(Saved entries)
• • • • •

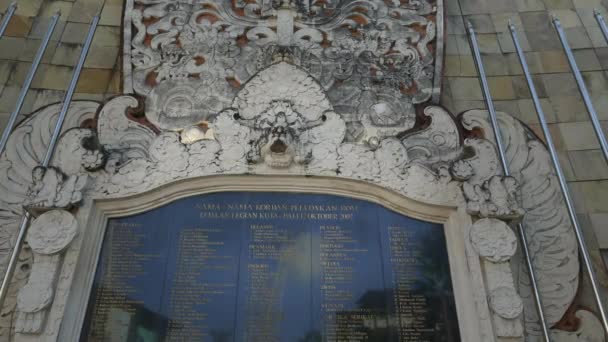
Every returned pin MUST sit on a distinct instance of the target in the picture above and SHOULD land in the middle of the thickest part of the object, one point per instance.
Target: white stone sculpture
(328, 88)
(52, 189)
(48, 236)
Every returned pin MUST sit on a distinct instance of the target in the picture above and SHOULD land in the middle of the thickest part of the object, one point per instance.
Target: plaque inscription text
(271, 267)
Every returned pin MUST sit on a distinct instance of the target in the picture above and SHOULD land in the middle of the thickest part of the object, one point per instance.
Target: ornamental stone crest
(332, 88)
(374, 59)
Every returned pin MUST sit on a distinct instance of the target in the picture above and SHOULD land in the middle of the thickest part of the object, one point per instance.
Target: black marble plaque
(272, 266)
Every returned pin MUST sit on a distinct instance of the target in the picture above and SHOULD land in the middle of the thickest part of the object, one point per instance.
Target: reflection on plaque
(266, 267)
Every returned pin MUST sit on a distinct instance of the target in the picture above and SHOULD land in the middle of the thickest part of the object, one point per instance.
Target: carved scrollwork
(191, 59)
(48, 236)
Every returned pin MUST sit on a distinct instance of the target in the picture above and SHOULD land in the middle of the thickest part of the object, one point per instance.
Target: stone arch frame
(456, 222)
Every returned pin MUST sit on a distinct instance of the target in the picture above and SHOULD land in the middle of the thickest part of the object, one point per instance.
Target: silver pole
(600, 20)
(68, 96)
(28, 81)
(582, 88)
(501, 150)
(49, 154)
(7, 17)
(556, 164)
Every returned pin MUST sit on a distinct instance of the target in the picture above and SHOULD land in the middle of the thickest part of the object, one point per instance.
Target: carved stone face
(191, 60)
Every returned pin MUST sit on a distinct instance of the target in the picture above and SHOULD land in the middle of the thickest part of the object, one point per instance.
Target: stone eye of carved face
(278, 146)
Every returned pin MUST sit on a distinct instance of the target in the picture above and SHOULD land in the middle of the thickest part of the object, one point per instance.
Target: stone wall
(100, 77)
(569, 122)
(579, 150)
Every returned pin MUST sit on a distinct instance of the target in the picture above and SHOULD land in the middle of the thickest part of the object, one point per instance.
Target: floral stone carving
(321, 88)
(48, 236)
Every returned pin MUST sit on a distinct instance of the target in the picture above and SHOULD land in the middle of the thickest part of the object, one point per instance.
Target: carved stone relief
(373, 58)
(334, 88)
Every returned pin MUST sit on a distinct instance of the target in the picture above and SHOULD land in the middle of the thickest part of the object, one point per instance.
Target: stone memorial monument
(280, 170)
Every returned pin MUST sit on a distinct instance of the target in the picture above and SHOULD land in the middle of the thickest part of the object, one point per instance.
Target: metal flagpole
(501, 150)
(600, 20)
(7, 17)
(49, 154)
(28, 81)
(581, 87)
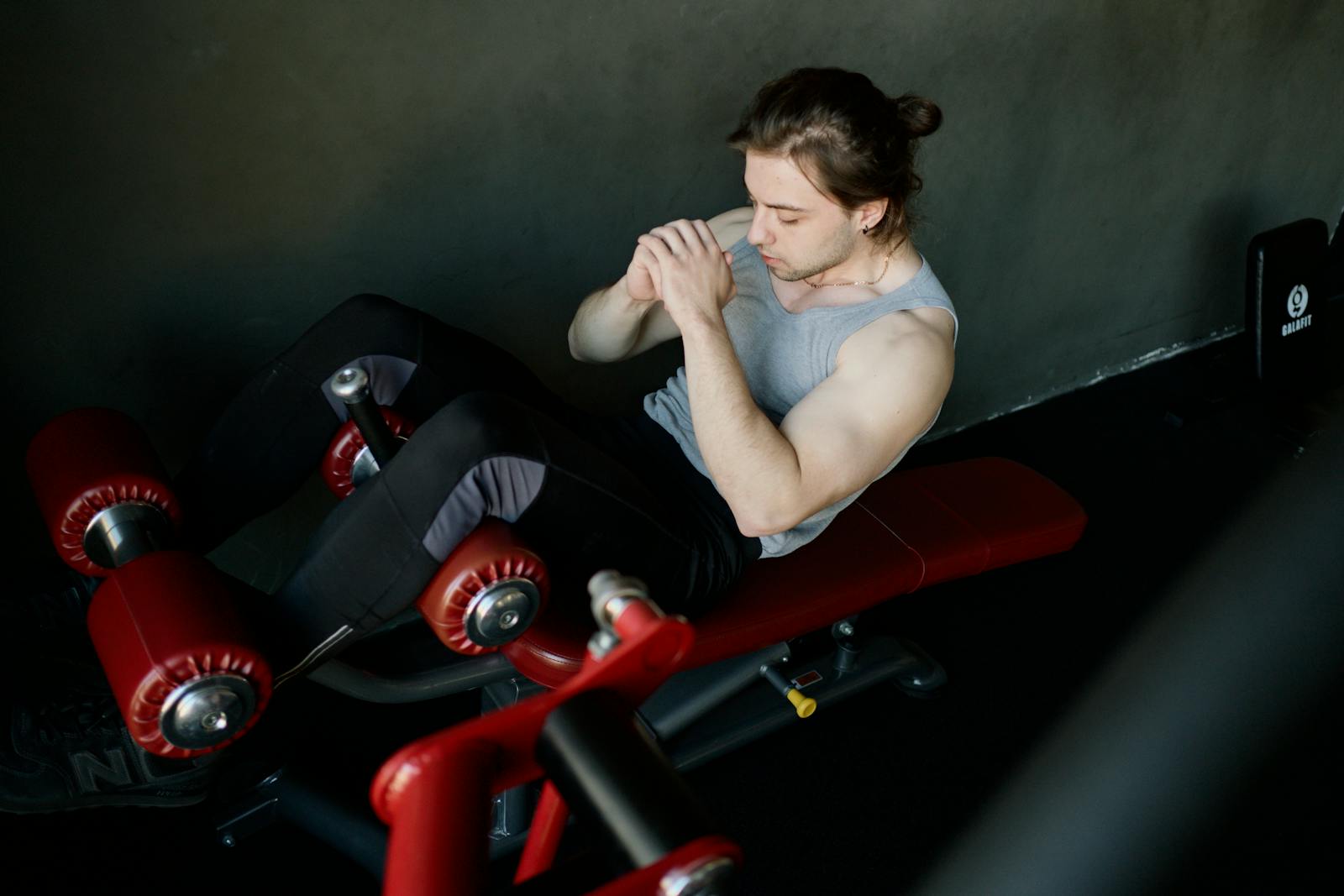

• • • • •

* AIM OF THE EXERCISE: Find every line above that contains the string "stone" and copy each one out. Case counts.

* ANSWER TO THIS EXERCISE:
Target: white stone sculpture
Target: ornamental stone crest
Target: stone arch frame
Target: carved stone face
Target: stone eye of carved face
Target: stone wall
Target: floral stone carving
Target: carved stone relief
Target: stone memorial monument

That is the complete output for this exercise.